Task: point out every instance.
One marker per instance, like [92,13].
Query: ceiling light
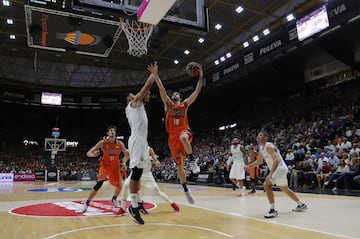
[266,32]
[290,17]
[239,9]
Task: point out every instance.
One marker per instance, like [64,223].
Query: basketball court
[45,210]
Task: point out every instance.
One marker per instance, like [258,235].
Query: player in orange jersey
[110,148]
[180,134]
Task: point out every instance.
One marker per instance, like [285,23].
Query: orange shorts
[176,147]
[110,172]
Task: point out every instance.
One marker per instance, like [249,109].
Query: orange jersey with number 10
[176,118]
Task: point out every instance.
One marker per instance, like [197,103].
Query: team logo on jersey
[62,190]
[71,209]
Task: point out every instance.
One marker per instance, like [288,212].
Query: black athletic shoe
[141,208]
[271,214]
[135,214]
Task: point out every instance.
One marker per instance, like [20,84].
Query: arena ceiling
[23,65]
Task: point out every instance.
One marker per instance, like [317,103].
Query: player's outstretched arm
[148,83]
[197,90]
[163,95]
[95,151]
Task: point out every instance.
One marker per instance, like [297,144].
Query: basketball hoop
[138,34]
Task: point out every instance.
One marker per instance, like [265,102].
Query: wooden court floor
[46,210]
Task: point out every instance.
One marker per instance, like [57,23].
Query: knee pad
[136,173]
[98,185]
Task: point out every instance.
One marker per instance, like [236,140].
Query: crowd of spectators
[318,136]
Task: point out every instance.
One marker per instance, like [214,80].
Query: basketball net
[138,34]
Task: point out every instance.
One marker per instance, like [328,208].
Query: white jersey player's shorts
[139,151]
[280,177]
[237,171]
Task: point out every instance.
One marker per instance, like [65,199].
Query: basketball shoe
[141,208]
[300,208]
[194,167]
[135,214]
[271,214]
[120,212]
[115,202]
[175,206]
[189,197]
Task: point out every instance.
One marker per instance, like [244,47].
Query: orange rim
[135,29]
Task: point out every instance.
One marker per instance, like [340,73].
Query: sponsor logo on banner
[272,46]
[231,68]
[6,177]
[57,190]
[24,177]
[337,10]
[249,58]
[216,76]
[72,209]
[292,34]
--
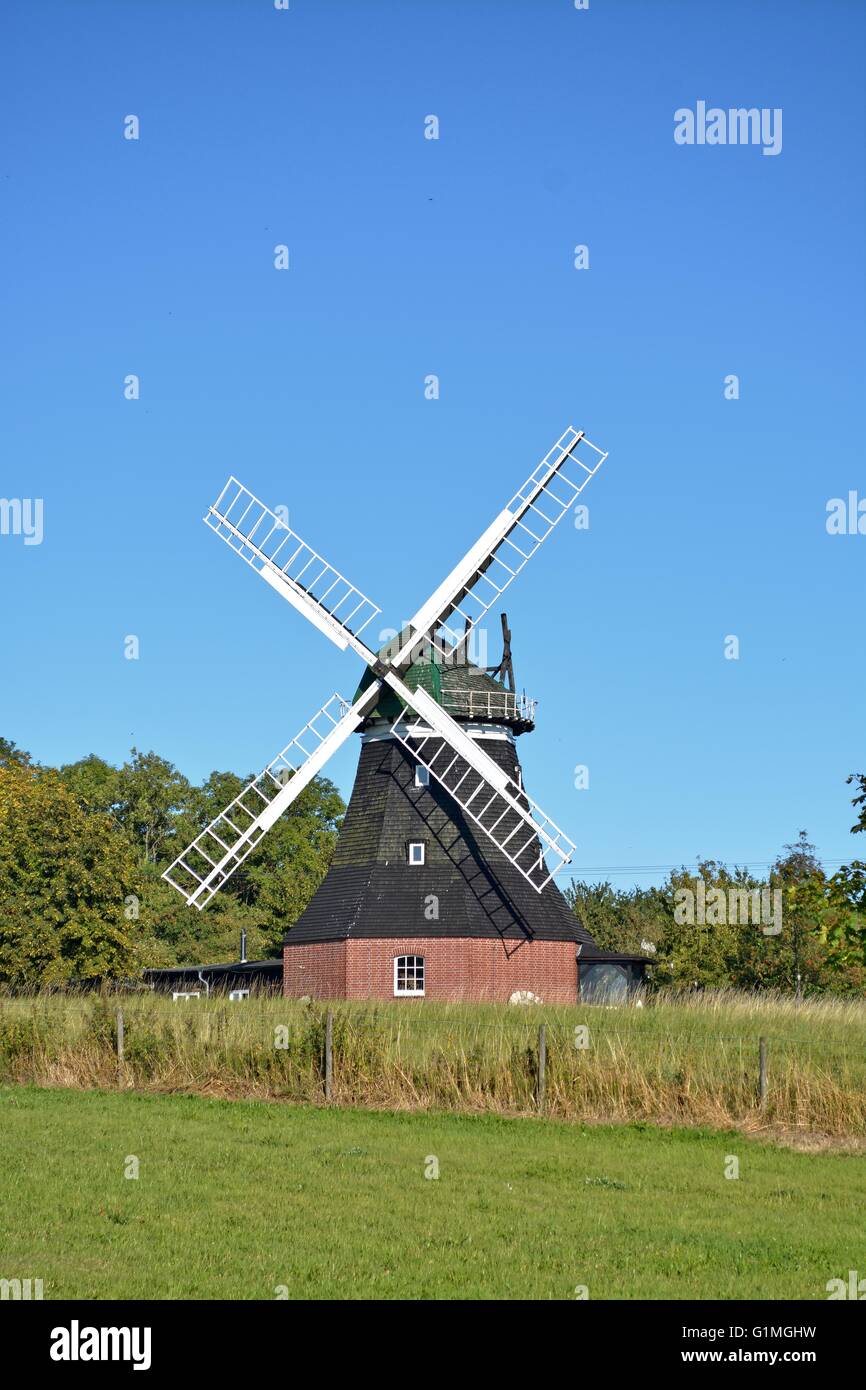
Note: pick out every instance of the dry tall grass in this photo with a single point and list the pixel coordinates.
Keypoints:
* * *
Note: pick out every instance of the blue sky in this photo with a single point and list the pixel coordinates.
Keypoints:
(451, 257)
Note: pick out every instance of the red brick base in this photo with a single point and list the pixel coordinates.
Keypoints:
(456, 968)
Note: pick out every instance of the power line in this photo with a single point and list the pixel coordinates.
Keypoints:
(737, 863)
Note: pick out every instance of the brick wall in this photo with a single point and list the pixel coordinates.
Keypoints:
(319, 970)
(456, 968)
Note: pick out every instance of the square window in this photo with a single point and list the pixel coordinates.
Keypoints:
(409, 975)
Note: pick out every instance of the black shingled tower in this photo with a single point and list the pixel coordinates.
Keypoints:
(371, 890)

(What the task requires):
Where does "brick" appear in the records above? Copy each line that holds it.

(Expected answer):
Note: pick out every instance of the red brick base in this photo with a single point and list the pixel coordinates.
Note: pick out every instance of the brick wall in this photo with a single point and list the pixel coordinates.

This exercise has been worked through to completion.